---------- Given entries ----------
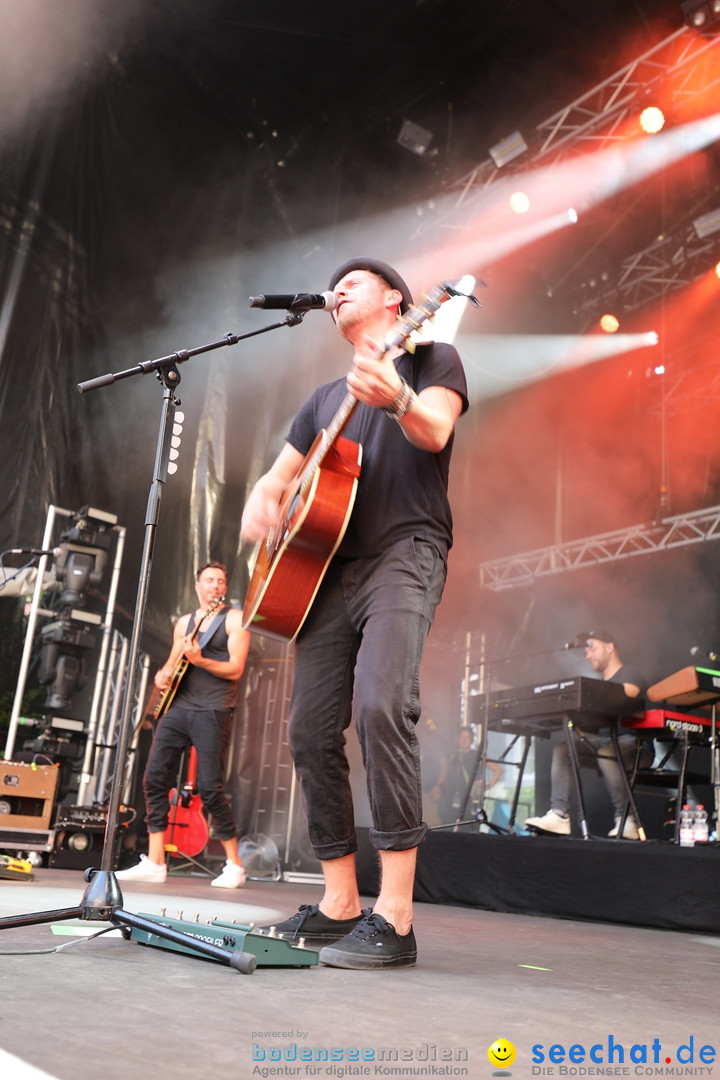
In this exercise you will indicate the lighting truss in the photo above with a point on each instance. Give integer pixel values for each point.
(669, 264)
(684, 64)
(677, 531)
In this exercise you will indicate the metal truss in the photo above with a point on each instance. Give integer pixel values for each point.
(677, 531)
(685, 64)
(666, 266)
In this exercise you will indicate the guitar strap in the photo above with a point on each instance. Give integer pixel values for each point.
(205, 636)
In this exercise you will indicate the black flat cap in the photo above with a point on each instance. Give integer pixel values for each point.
(382, 269)
(599, 635)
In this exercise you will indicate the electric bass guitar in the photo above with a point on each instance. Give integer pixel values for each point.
(181, 666)
(188, 832)
(315, 510)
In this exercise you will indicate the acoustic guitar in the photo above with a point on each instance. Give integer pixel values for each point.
(181, 666)
(187, 829)
(315, 510)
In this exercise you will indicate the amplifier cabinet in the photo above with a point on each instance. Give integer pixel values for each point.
(80, 838)
(27, 794)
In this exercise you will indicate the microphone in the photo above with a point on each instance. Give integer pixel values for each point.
(297, 301)
(34, 551)
(696, 651)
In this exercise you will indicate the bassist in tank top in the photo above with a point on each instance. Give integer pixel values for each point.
(200, 683)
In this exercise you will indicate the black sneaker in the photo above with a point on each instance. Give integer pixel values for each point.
(316, 929)
(374, 943)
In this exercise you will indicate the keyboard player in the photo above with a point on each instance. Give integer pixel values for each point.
(596, 750)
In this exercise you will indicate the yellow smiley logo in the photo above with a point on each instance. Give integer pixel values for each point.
(501, 1053)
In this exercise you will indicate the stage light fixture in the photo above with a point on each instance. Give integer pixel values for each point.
(507, 149)
(415, 138)
(708, 224)
(701, 14)
(652, 119)
(610, 323)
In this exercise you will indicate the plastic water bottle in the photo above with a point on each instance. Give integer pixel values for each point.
(701, 831)
(687, 829)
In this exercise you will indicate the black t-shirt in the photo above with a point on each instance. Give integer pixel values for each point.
(633, 675)
(402, 490)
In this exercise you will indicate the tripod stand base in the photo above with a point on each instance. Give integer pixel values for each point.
(102, 902)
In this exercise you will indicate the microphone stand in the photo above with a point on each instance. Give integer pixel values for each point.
(102, 901)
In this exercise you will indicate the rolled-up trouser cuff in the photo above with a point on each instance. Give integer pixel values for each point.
(398, 841)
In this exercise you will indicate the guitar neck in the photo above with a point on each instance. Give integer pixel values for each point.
(412, 320)
(317, 456)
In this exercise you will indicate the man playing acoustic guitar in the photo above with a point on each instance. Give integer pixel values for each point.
(357, 652)
(199, 682)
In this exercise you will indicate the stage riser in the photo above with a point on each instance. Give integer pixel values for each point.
(646, 885)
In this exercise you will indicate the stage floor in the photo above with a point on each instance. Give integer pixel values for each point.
(82, 1009)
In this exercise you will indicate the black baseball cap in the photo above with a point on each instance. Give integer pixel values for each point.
(383, 270)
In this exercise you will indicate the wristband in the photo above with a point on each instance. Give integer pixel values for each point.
(397, 408)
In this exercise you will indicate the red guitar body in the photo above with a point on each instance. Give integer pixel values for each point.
(187, 829)
(290, 566)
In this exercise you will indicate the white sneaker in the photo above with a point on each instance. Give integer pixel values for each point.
(552, 822)
(145, 871)
(232, 877)
(629, 829)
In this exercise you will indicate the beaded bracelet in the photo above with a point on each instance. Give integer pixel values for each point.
(397, 408)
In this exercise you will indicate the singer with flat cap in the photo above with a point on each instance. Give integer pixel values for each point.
(357, 653)
(596, 751)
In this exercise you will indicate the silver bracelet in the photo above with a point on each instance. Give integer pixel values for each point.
(397, 408)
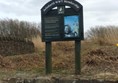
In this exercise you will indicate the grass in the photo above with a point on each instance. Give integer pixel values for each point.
(98, 60)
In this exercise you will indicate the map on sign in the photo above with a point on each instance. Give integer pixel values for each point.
(62, 20)
(71, 26)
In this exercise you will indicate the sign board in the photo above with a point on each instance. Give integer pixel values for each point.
(62, 20)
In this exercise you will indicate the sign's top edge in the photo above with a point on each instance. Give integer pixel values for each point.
(53, 3)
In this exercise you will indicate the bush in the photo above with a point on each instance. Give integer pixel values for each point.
(19, 29)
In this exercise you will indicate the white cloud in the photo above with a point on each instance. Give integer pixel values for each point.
(96, 12)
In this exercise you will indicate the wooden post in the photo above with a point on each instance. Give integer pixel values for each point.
(77, 58)
(48, 58)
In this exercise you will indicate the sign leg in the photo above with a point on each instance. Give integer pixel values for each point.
(77, 58)
(48, 58)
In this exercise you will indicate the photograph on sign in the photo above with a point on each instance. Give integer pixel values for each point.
(71, 26)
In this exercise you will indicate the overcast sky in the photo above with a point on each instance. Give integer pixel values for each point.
(96, 12)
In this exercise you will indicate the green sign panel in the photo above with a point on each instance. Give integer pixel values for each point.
----------
▸ **What you are asked to do**
Reproduce the listing from the line that contains "In this exercise you will indicate the overcast" through its last line, requests included. Shift every point coordinate in the answers by adding 116 to each number.

▸ **Written reply**
In this exercise you will indicate the overcast sky in the photo above with a point on each instance. Give integer pixel values for each point.
(212, 128)
In this exercise you will indicate the green sign panel in the photo above with a point on each instance. Give integer pixel values for each point.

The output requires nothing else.